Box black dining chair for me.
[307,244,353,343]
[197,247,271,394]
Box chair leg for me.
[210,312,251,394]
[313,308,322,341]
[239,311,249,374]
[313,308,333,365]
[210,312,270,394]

------------------------

**Work required**
Print out every record, character for character.

**Exercise answer**
Box black dining chair for me.
[307,244,353,343]
[197,247,271,394]
Box chair leg for me.
[210,312,251,394]
[313,308,322,341]
[239,311,249,374]
[313,308,333,365]
[210,312,270,394]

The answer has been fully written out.